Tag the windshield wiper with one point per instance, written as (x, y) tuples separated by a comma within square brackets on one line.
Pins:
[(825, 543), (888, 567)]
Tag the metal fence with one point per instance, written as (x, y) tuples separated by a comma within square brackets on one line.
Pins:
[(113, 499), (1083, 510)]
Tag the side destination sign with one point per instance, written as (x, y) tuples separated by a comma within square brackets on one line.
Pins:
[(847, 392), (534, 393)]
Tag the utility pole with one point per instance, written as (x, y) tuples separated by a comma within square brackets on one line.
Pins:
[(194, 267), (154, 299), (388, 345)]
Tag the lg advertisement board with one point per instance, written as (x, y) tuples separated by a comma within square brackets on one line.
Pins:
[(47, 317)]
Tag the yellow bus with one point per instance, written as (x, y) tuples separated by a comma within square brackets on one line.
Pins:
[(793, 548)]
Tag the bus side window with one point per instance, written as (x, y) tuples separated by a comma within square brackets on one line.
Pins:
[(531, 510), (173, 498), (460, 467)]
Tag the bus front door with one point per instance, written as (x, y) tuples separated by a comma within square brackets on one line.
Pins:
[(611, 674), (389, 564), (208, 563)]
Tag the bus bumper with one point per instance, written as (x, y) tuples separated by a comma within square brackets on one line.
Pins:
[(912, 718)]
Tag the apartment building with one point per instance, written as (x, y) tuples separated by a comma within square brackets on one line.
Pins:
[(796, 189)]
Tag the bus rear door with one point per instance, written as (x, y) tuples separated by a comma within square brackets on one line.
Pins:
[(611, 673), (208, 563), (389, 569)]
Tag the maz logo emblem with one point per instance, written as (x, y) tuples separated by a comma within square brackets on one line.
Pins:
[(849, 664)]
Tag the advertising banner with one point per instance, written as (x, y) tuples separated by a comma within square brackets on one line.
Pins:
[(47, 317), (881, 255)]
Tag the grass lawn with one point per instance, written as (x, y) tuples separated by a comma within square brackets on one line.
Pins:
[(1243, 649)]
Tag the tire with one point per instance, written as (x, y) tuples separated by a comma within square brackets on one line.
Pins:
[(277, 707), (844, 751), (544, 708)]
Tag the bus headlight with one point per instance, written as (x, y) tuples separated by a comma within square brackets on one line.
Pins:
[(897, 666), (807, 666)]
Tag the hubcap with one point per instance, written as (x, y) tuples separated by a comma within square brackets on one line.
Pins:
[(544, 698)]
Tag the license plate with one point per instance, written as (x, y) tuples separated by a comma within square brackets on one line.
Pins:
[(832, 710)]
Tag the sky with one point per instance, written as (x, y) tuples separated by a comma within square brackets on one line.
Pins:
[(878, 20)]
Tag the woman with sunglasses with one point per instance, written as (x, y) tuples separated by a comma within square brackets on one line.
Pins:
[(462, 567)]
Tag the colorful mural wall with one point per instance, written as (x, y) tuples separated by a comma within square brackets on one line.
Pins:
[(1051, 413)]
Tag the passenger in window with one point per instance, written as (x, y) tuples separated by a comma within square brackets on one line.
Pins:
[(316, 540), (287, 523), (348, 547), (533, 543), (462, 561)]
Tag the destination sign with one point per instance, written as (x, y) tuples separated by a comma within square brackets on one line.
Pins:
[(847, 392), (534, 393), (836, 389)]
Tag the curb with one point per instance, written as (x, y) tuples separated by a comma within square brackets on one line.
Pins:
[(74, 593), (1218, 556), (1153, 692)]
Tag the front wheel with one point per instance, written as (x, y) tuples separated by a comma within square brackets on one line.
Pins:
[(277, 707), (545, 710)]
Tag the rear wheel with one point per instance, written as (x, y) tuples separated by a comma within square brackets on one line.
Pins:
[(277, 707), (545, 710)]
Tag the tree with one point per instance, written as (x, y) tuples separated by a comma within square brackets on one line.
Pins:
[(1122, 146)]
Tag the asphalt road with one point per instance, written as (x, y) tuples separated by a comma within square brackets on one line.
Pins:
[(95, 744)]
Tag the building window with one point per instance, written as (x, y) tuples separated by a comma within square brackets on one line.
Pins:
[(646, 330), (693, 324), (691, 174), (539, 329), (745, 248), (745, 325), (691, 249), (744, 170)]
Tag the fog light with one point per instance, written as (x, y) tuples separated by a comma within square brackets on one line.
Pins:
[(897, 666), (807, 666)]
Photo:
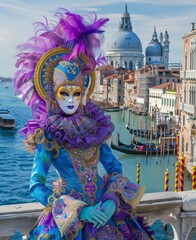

• **Exercise aim**
Render all the items above as one numbered list with blank lines dropped. Leave the picture out.

• **Result of the task**
1. Tag the windshield wiper with one point per instance, written as (x, y) tuples separated by a comma within square brackets on one line.
2. Pins:
3. [(825, 543), (888, 567)]
4. Tag the metal fence with one point per instance, written as (x, y) tuples separated by a comma within square brackets on one line.
5. Pins:
6. [(113, 499), (1083, 510)]
7. Tag the side destination sign with one point per instance, written as (x, y) tuples separated by a comma within square brackets on one line.
8. Pins:
9. [(847, 392), (534, 393)]
10. Tag the utility pole with one point per instance, written as (x, y) tuples separated by a comma within square brackets on one line.
11. Pins:
12. [(194, 267), (154, 299), (388, 345)]
13. Tag the lg advertisement board with one point per instance, written as (x, y) tuples separated by a comma within square brackets on one line.
14. Pins:
15. [(47, 317)]
16. Tag the yellow bus with one point per instance, written as (x, y) tuples separated by a comma within square brackets on one line.
17. Pins:
18. [(793, 548)]
19. Tag the bus side window with one point per instance, written as (x, y) tuples separated by a comma within square brackets on one line.
20. Pins:
21. [(531, 510), (173, 498), (460, 467)]
22. Tag the bus front door with one point per instance, written as (x, y) tuples separated by a comma within square brackets on one line.
23. Pins:
24. [(611, 674), (389, 564), (208, 563)]
25. Tag the bus bumper with one point per instance, written as (x, y) tuples separated by a comma within square brackets on one line.
26. Pins:
27. [(912, 718)]
28. Tag the apartment building with one point per instance, written as (x, y) tuples separated by a comma within square brackets on one line.
29. Pins:
30. [(796, 189)]
31. Tag the bus rear door with one point per instance, written as (x, y) tuples separated by a comma within square brackets on one line.
32. Pins:
33. [(611, 673), (208, 563), (389, 569)]
34. Tag the maz logo emblem with one point per instance, written as (x, y) tuples separated by a comma within square brackets on one line.
35. Pins:
36. [(849, 664)]
37. Tag the advertising banner with one point per instance, written as (x, y) tuples separated by a comma within square brackets on one line.
38. Pins:
39. [(47, 317), (881, 255)]
40. Tag the grass lawn with one point per instance, written as (x, y) tuples separated by a comma within square brackets on one line.
41. Pins:
42. [(1243, 649)]
43. Tag the tire with one point per instance, written as (x, y) tuples separated by a comma within square brackets on one line.
44. Pins:
45. [(277, 707), (844, 751), (544, 708)]
46. Tag the bus headlight with one point per instance, written as (x, y) tuples separated by a comma within square brackets on one line.
47. Pins:
48. [(897, 666), (807, 666)]
49. Tag the hubcap with one point per instance, written as (x, y) tuples separated by a comma within square brackets on one line.
50. Pins:
51. [(544, 698)]
52. Tag the license plate with one point per instance, written as (x, y) tuples separated by a comma within square brackets on one line.
53. Pins:
54. [(832, 710)]
55. Tag the sky with one point per instance, written as (x, y) tuples separated by a comma within square brackets on one line.
56. Pins:
57. [(878, 20)]
58. Tag the woman with sunglasses with one point per instance, written as (x, y) tuples separated by a comma within square brackets on one line.
59. Pins:
60. [(462, 567)]
61. Tag the colorful mural wall with one point per instance, written as (x, y) tuples separated by a comma within square brackets on one line.
62. Pins:
63. [(1051, 413)]
64. Tag the passenger in window with one point per instance, written as (x, y) tuples separated by a comma within square brackets on one line.
65. Pins:
66. [(316, 540), (287, 523), (348, 547), (533, 543), (462, 561)]
67. Tag the destination sign with one point per instance, written as (x, y) tuples separated by a comma within square brackets on one line.
68. Pins:
69. [(847, 392), (534, 393), (836, 389)]
70. Tag the curb with one point per instance, written as (x, y) tuples separated by a comma within square brackets on one line.
71. Pins:
72. [(74, 593), (1218, 556), (1153, 692)]
73. Tag the front wheel with one point per instance, written as (x, y) tuples separated by a comma within square brackets on one line.
74. Pins:
75. [(277, 707), (545, 710)]
76. Tag the rear wheel with one point per instance, written as (x, y) tuples separated by a comma within square brackets on one line.
77. Pins:
78. [(277, 707), (545, 710)]
79. Tag the tree with one point per instance, written as (x, y) tuples separated by a comma within square brackets on one line.
80. Pins:
81. [(1122, 146)]
82. Tag the asphalt road with one point per instance, written as (x, y) tuples separated by a comma within square brackets on one line.
83. Pins:
84. [(95, 744)]
85. Tag the building window with one point per instance, written as (x, y) tuples separated by a comma within square brackets on one line.
86. Pins:
87. [(646, 330), (693, 324), (691, 174), (539, 329), (745, 248), (745, 325), (691, 249), (744, 170)]
88. Tag the fog light with one point per instance, written as (x, y) tuples separated by a comma within square brackets on one line.
89. Pins:
90. [(897, 666), (807, 666)]
91. Photo:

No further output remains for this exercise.